Directions
Reproduce only the lines from the one containing "out the blue" through the end of the data, exactly as they stand.
──────────
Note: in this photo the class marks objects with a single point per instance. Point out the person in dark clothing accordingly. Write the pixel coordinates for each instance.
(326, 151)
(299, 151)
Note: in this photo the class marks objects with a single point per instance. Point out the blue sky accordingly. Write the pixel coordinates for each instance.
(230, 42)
──────────
Output
Note: in this photo the class marks objects with a single point per instance. Point out the blue sky accordingly. Write the pixel coordinates for each instance.
(230, 42)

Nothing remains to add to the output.